## Task set
(1) Summarize the forum thread on Unity's terms of service in two sentences.
(2) Pick up the forum thread on Unity's terms of service and write what comes after its final sentence.
======== Source passage
According to their TOS, developers aren't allowed to run anything built with Unity on any managed cloud server without express permission from Unity, and they list only 4 cloud services on the approved list. Meaning, if you make a dedicated server for your game in Unity, you are breaking their TOS to actually put it up on any internet-based server and use it. Their blog post differs from the legal language included in the TOS.
 

GMM

Member
Oct 27, 2017
2,310
I don't want to shit on Unity but my only knowledge of what it must be to develop games with it comes from following Christine Love on Twitter:


This one thread specifically was hillarious (click to see all the replies):
The same can be said for many applications, unity since mid 2017 has generally been very stable, but it will not save you from headaches and memory leakss/infinite loops introduced by developers. Their documentation is quite often extremely bad, especially for more recent additions or smaller changes.
 
Oct 27, 2017
2,878
It blew up because Unity changed their TOS overnight at the same time they pulled the SpatialOS license keys, so the SpatialOS guys made a big deal about it, which spread into major tech news sites. But it's larger than SpatialOS - even though Unity's blog post about it says you can run your built Unity app on any cloud server you want, that their beef was about SpatialOS being its own cloud server with a Unity SDK to access it, the TOS does *not* say that, and from Unity's actions they aren't going to change it.

According to their TOS, developers aren't allowed to run anything built with Unity on any managed cloud server without express permission from Unity, and they list only 4 cloud services on the approved list. Meaning, if you make a dedicated server for your game in Unity, you are breaking their TOS to actually put it up on any internet-based server and use it. Their blog post differs from the legal language included in the TOS.
================
======== Data records
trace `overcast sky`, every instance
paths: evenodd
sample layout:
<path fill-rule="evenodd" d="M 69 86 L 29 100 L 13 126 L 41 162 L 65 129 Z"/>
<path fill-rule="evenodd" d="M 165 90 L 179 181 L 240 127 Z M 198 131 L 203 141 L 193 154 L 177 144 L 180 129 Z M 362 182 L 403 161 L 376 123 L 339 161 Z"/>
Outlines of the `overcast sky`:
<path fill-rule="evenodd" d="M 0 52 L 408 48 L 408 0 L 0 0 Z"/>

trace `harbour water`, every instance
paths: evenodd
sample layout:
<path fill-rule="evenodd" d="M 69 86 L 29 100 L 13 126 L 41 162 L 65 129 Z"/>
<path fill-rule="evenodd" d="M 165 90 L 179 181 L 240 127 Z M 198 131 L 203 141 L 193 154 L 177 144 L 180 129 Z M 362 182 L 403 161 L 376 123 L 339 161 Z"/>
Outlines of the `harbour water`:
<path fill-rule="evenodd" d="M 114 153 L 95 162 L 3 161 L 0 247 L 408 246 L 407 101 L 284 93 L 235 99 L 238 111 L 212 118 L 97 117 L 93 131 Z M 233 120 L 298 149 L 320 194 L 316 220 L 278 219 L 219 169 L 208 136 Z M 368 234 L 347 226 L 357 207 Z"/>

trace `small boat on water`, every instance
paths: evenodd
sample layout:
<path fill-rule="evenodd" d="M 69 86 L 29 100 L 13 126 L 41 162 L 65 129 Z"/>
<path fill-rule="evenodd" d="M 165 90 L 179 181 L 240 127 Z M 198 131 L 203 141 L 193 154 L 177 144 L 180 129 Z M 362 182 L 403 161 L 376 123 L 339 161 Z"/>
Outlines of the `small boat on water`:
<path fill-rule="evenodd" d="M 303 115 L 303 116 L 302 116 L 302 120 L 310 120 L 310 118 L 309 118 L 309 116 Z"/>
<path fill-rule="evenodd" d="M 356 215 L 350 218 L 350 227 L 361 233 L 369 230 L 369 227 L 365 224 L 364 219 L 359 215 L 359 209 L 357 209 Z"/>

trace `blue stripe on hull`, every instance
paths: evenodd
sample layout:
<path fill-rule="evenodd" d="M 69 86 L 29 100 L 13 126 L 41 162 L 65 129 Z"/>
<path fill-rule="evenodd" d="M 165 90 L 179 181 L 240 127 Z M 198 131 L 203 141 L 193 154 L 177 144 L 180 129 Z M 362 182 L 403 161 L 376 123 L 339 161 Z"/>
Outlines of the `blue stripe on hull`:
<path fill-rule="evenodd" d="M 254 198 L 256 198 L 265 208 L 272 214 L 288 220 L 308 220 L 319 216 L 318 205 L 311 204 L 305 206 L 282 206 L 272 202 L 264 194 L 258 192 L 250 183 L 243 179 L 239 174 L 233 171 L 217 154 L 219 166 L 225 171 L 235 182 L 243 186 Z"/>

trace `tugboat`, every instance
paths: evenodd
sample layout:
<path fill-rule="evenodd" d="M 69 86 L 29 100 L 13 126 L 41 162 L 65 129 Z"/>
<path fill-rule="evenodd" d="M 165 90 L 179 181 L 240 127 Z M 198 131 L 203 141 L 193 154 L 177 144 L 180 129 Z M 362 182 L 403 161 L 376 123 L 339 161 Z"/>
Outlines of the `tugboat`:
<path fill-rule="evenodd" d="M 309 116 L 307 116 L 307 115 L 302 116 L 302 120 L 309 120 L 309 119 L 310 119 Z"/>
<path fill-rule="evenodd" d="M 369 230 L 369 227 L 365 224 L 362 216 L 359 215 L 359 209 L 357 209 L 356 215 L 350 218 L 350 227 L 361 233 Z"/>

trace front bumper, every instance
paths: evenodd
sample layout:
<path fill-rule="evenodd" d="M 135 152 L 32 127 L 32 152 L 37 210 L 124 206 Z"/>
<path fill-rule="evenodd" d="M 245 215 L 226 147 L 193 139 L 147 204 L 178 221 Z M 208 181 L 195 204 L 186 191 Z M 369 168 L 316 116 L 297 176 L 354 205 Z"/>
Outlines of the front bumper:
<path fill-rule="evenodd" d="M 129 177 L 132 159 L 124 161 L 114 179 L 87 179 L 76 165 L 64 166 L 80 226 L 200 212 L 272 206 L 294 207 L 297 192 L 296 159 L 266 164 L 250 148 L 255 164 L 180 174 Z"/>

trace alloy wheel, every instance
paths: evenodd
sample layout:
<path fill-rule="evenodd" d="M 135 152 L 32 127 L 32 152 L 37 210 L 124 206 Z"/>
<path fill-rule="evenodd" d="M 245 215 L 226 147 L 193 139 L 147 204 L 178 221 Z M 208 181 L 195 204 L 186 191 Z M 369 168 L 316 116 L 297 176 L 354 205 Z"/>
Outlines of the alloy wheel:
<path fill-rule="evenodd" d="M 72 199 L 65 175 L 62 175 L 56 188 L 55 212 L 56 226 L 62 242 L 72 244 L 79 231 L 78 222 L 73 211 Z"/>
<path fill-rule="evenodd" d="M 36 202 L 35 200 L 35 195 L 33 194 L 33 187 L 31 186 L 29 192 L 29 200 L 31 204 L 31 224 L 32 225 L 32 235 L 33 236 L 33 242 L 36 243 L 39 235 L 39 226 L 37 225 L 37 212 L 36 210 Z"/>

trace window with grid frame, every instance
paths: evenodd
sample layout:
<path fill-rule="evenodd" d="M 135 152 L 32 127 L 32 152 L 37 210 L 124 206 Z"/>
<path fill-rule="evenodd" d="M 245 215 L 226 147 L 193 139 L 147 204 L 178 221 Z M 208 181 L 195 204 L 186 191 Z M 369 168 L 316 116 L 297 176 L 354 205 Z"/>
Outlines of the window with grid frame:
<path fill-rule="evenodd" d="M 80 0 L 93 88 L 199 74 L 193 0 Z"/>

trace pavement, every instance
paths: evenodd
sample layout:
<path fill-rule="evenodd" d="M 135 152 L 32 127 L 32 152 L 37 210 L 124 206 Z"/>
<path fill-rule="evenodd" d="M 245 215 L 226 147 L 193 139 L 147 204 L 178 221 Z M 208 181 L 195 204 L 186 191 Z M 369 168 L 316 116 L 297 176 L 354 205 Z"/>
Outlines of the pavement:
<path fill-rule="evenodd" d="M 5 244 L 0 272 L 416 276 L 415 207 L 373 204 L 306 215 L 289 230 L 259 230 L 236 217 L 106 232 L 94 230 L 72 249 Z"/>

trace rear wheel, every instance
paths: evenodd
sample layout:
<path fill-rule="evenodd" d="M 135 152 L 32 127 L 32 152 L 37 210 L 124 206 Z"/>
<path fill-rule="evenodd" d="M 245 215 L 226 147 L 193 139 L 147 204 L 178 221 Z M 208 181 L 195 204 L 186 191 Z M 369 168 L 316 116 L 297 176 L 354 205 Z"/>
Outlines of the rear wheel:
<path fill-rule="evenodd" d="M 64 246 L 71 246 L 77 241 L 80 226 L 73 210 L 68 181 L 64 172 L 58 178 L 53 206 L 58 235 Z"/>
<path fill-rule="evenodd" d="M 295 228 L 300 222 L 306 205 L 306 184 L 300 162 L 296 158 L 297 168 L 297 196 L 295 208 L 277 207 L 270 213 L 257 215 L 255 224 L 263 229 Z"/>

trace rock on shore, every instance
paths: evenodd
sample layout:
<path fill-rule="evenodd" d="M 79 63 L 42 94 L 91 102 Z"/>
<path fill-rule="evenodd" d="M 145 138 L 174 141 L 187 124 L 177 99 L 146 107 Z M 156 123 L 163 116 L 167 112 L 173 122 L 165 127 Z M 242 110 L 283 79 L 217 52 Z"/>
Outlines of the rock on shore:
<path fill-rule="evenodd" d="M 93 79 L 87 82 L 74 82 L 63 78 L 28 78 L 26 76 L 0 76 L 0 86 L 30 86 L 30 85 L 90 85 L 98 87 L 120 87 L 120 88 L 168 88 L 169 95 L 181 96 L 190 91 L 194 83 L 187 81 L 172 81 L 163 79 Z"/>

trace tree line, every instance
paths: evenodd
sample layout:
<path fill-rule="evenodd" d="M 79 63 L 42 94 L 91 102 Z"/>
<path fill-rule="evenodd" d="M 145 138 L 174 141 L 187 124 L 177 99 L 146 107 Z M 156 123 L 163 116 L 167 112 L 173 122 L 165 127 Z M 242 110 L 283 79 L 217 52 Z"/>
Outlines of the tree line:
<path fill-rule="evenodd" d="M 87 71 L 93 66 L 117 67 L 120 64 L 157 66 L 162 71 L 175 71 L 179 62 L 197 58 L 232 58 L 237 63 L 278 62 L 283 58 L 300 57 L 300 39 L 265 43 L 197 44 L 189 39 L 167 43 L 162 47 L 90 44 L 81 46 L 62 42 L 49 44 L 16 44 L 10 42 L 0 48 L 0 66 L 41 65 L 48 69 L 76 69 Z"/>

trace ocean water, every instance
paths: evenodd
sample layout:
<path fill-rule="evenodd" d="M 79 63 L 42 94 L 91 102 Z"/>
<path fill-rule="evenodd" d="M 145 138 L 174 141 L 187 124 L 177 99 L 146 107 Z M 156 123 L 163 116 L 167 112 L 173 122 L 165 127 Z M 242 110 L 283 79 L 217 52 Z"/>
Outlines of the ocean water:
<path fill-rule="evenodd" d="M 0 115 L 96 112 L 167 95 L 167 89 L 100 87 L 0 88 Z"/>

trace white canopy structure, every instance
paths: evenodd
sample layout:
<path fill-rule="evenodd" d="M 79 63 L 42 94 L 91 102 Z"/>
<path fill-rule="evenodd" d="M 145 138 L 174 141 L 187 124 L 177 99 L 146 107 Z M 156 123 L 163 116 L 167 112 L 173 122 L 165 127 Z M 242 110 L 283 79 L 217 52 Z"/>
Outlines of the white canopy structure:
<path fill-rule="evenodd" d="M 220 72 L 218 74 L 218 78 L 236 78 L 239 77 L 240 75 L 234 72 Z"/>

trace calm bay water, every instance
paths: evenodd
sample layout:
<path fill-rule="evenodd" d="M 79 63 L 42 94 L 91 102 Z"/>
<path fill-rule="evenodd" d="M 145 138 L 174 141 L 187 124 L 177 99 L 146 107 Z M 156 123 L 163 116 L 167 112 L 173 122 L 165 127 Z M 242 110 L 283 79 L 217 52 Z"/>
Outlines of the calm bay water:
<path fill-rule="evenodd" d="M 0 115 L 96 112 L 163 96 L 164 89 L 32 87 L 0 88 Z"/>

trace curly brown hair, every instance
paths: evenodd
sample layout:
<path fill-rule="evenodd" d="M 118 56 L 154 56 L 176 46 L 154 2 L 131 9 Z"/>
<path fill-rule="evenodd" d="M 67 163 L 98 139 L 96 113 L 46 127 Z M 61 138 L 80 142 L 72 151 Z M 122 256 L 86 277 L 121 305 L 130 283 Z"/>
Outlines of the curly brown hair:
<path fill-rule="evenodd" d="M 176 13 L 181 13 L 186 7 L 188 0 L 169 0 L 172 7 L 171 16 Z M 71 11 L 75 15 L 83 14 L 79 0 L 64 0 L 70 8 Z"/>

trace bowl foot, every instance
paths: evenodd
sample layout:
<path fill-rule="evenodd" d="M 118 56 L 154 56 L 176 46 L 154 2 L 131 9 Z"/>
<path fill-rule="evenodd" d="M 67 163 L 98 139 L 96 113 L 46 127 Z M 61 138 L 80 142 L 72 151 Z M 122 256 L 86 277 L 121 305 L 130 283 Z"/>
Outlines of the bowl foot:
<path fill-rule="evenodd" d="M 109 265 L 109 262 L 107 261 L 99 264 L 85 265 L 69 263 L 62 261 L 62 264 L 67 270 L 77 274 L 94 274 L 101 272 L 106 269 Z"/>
================
## The results
(1) Unity changed its terms of service overnight while pulling the SpatialOS license keys, and the SpatialOS team's public complaints spread to major tech news sites. Although Unity's blog post says built Unity apps can run on any cloud server, the terms of service bar running them on any managed cloud server without Unity's express permission and approve only four cloud services.

(2)
Okay, got it. But why does Unity do that? Just to sell extra licenses for running their engine on seperate servers? Seems like a douchebag move with more to lose than to gain.
 

GMM

Member
Oct 27, 2017
2,310
Okay, got it. But why does Unity do that? Just to sell extra licenses for running their engine on seperate servers? Seems like a douchebag move with more to lose than to gain.
It’s not to sell extra licenses, it’s rather Unity forcing developers to buy whatever multiplayer hosting service Unity creates or partners with.
 

Weltall Zero

Member
Oct 26, 2017
8,919
Madrid
I don't want to shit on Unity but my only knowledge of what it must be to develop games with it comes from following Christine Love on Twitter:


This one thread specifically was hillarious (click to see all the replies):
So the entirety of your Unity knowledge comes from the complaints of a single person that, despite it all, is still using it.

For what it's worth, if I had to voice all of my Unity complaints, I could fill an encyclopaedia and the language would make a truck driver blush bright red. But that's how it goes with any piece of software more complex than Winamp, let alone a development environment.
 

Nax

Member
Oct 10, 2018
1,091
This won't really change the fact that Unreal's toolkit has a way steeper learning curve. C++ sucks to develop in compared to C#. I would love if they allowed more languages.
 
Oct 27, 2017
2,878
It’s not to sell extra licenses, it’s rather Unity forcing developers to buy whatever multiplayer hosting service Unity creates or partners with.
Do they have a service right now that actually competes with SpatialOS? If not, why killing the devs that use it and cut your own flesh in the process?
 

GMM

Member
Oct 27, 2017
2,310
Do they have a service right now that actually competes with SpatialOS? If not, why killing the devs that use it and cut your own flesh in the process?
Yes, but they are actually deprecating it right now because it’s terrible and expensive. They have made it clear they are working on a new platform, so moves like these are incredibly troublesome.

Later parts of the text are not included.